--- START OF Passage ---

As illustrated in FIG. 6, the end wall reinforcing rib 148 and the end wall reinforcing rib 149 are not joined to each other even at their lower end portions (−Z end portions).

As illustrated in FIGS. 5 and 6, an end wall reinforcing rib (third rib) 158 and an end wall reinforcing rib (fourth rib) 159 are provided to a −X end wall face (outer wall face) 151b of the bearing cap 151. The end wall reinforcing rib 158 diagonally extends in +Y and −Z side from an outer rim of the bearing portion 15b. The end wall reinforcing rib 159 diagonally extends in −Y and −Z side from the outer rim of the bearing portion 15b.

The end wall reinforcing ribs 158 and 159 each has a form of a semi-cylindrical rib protruding in −X side. An aperture 151a is provided between, in Y direction, the end wall reinforcing rib 158 and the end wall reinforcing rib 159.

As illustrated in FIG. 6, a rib central axis Ax158 of the end wall reinforcing rib 158 and the bolt hole axis Ax127 intersect each other at a point near a lower end portion (−Z end portion) of the bearing cap 151. Similarly, a rib central axis Ax159 of the end wall reinforcing rib 159 and a bolt hole axis Ax178 intersect each other at a point near a lower end portion (−Z end portion) of the bearing cap 151.

5. Compressional Stress Acting on Block Core 11 by Fastening with Head Bolts 20

A compressional stress that acts on the block core 11 by fastening with the head bolts 20 will be described with reference to FIG. 7. FIG. 7 is a schematic view for describing compressional stresses Sc1, Sc2, Sc7, and Sc8 that act on the block core 11 by fastening with the head bolts 20.

--- END OF Passage ---
--- START OF Data extract ---

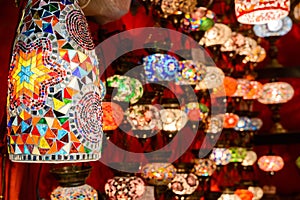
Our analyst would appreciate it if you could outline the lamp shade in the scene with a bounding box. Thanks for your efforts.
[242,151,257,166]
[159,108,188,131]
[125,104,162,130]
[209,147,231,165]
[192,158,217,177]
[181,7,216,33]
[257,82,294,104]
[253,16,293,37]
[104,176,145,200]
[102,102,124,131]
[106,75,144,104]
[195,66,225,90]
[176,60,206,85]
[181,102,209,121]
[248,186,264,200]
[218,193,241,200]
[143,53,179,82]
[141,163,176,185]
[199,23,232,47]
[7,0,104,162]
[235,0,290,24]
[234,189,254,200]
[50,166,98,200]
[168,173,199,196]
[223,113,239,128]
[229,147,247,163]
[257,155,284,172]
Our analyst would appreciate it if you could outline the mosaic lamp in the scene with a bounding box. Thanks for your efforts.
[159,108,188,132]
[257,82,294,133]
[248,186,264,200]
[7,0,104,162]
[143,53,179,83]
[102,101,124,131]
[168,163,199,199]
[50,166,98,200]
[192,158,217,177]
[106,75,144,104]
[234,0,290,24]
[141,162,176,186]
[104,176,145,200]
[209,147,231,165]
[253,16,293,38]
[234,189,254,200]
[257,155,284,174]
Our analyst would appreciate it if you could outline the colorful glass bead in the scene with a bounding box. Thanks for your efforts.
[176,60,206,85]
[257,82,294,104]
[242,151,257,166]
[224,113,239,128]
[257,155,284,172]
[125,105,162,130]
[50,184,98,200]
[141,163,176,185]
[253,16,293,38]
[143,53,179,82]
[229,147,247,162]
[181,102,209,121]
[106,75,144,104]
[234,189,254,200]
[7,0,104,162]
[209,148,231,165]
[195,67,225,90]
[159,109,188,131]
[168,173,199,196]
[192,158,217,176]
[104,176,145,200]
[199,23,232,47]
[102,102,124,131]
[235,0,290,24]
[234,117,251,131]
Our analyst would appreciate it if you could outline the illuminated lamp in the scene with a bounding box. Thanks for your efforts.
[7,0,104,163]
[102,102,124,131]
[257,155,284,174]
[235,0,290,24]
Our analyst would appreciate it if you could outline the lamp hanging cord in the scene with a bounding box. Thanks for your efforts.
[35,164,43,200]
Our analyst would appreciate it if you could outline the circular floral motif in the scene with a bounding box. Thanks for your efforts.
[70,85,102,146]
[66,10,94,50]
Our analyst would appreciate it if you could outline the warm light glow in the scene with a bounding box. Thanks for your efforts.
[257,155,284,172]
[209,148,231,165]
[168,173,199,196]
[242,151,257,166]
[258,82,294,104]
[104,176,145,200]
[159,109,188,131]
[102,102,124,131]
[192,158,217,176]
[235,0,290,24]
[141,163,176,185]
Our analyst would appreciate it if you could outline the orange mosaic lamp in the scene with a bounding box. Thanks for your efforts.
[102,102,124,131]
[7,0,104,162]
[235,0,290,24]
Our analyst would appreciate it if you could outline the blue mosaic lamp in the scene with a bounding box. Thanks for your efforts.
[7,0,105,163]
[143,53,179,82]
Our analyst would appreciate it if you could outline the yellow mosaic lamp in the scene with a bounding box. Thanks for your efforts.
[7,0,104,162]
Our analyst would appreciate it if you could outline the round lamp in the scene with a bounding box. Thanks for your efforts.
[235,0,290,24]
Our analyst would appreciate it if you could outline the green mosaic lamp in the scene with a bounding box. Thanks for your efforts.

--- END OF Data extract ---
--- START OF Data extract ---

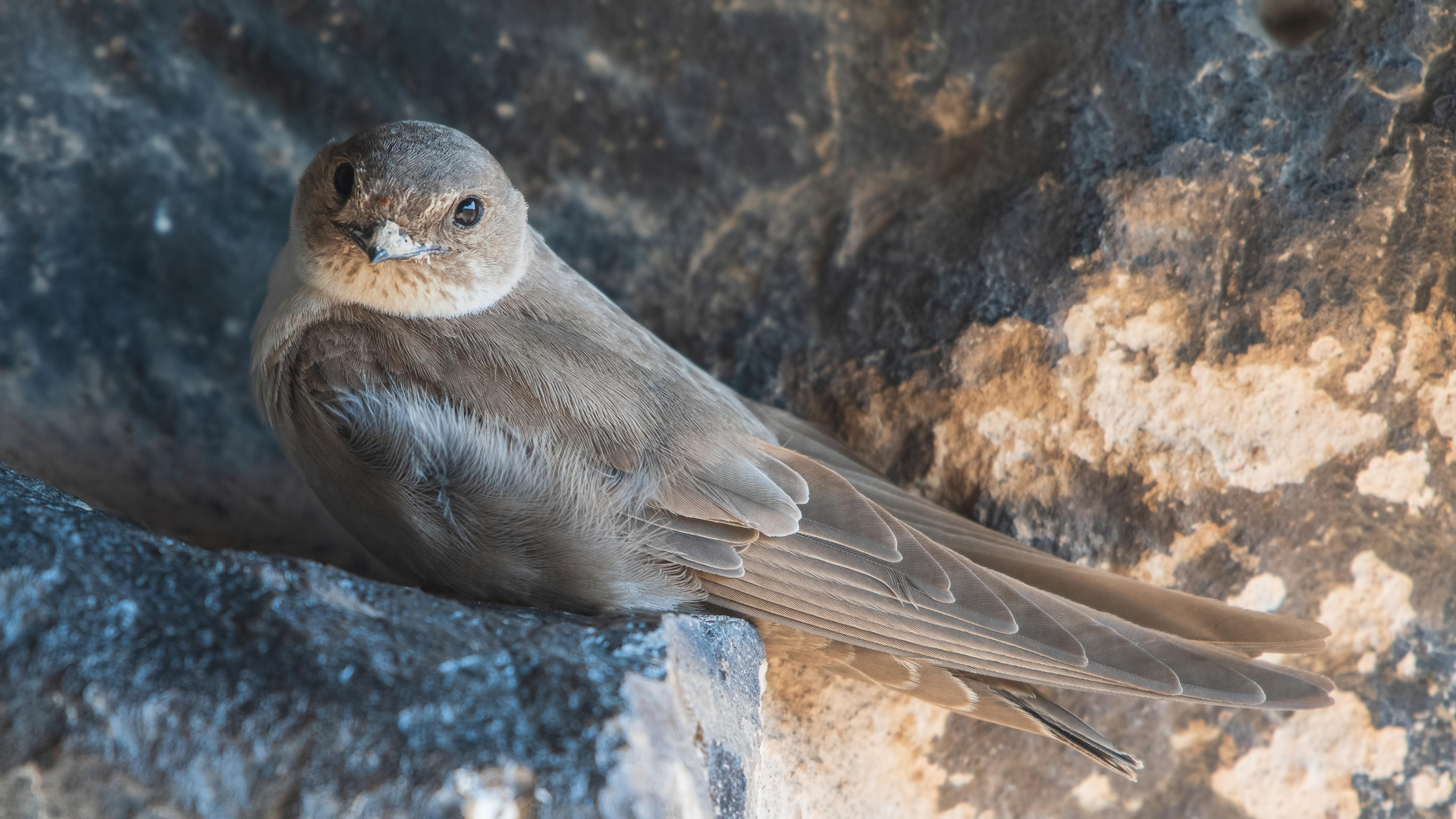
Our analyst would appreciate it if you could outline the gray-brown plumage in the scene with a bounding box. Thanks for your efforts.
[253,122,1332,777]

--- END OF Data extract ---
--- START OF Data extract ---

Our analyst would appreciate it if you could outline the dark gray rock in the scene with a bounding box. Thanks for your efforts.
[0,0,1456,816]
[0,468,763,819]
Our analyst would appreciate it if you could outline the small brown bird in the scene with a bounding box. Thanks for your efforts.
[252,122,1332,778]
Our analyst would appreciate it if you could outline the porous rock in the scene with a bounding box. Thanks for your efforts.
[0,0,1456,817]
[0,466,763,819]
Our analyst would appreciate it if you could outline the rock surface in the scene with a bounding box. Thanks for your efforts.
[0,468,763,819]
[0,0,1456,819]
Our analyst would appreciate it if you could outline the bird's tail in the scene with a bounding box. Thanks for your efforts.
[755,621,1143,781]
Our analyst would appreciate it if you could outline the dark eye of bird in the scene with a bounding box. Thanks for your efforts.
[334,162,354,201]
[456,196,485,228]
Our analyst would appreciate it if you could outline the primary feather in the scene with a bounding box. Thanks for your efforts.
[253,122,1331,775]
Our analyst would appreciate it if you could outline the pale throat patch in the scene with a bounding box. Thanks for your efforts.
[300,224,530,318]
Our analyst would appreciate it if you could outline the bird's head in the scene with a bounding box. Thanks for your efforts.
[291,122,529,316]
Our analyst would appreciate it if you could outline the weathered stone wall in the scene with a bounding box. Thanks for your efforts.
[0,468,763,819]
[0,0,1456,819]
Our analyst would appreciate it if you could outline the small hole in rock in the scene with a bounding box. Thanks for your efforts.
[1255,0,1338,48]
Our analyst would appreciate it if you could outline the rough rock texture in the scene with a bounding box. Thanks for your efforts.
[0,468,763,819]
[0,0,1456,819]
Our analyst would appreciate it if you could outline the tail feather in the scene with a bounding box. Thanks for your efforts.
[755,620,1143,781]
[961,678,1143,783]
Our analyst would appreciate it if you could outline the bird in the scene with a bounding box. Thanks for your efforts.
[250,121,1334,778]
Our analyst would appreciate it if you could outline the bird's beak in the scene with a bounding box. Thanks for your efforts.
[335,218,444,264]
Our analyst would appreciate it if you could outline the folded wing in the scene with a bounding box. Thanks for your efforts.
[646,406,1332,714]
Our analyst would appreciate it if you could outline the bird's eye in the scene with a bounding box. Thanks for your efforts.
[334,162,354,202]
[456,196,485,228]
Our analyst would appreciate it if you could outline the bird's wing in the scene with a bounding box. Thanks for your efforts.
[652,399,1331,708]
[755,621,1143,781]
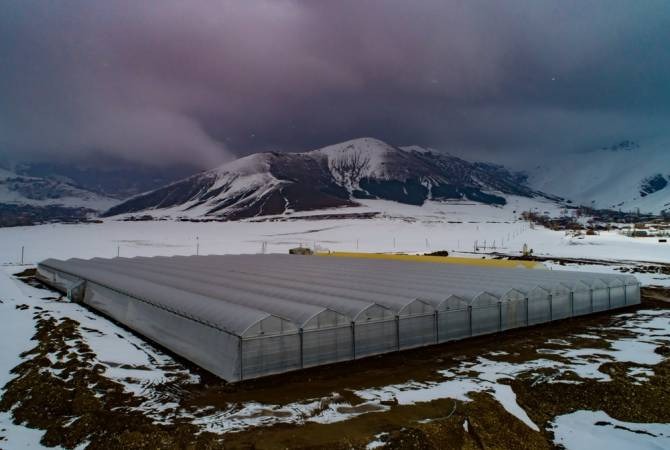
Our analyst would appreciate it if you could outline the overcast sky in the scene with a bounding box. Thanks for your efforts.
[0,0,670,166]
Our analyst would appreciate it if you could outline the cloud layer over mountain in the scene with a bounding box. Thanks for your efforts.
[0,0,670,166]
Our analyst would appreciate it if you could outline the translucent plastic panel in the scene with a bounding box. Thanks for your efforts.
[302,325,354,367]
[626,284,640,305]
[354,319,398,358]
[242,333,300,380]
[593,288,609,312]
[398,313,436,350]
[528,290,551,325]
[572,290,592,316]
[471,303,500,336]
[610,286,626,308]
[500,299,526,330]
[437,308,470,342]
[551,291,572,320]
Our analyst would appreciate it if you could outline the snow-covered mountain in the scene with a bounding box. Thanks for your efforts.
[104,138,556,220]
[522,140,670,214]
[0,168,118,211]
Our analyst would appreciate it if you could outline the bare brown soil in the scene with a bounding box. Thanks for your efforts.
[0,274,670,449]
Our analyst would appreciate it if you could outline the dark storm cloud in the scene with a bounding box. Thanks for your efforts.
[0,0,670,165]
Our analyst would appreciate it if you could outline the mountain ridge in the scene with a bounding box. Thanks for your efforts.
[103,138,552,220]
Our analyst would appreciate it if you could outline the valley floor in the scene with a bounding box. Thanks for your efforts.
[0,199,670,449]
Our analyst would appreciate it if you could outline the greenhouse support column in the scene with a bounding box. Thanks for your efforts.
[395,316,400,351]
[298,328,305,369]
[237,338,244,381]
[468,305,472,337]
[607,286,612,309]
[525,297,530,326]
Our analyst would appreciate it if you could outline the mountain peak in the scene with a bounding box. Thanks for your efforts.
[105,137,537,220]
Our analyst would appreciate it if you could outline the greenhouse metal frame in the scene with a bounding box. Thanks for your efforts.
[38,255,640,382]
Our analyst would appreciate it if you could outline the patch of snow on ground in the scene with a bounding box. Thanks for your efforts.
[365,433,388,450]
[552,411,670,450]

--- END OF Data extract ---

### [Short task A]
According to the passage, what form do end wall reinforcing ribs 158 and 159 each have?
### [Short task B]
Print the part of the passage starting at "As illustrated in FIG. 6, the" and ending at "the outer rim of the bearing portion 15b.".

### [Complete response A]
Each is a semi-cylindrical rib protruding in −X side.

### [Complete response B]
As illustrated in FIG. 6, the end wall reinforcing rib 148 and the end wall reinforcing rib 149 are not joined to each other even at their lower end portions (−Z end portions).

As illustrated in FIGS. 5 and 6, an end wall reinforcing rib (third rib) 158 and an end wall reinforcing rib (fourth rib) 159 are provided to a −X end wall face (outer wall face) 151b of the bearing cap 151. The end wall reinforcing rib 158 diagonally extends in +Y and −Z side from an outer rim of the bearing portion 15b. The end wall reinforcing rib 159 diagonally extends in −Y and −Z side from the outer rim of the bearing portion 15b.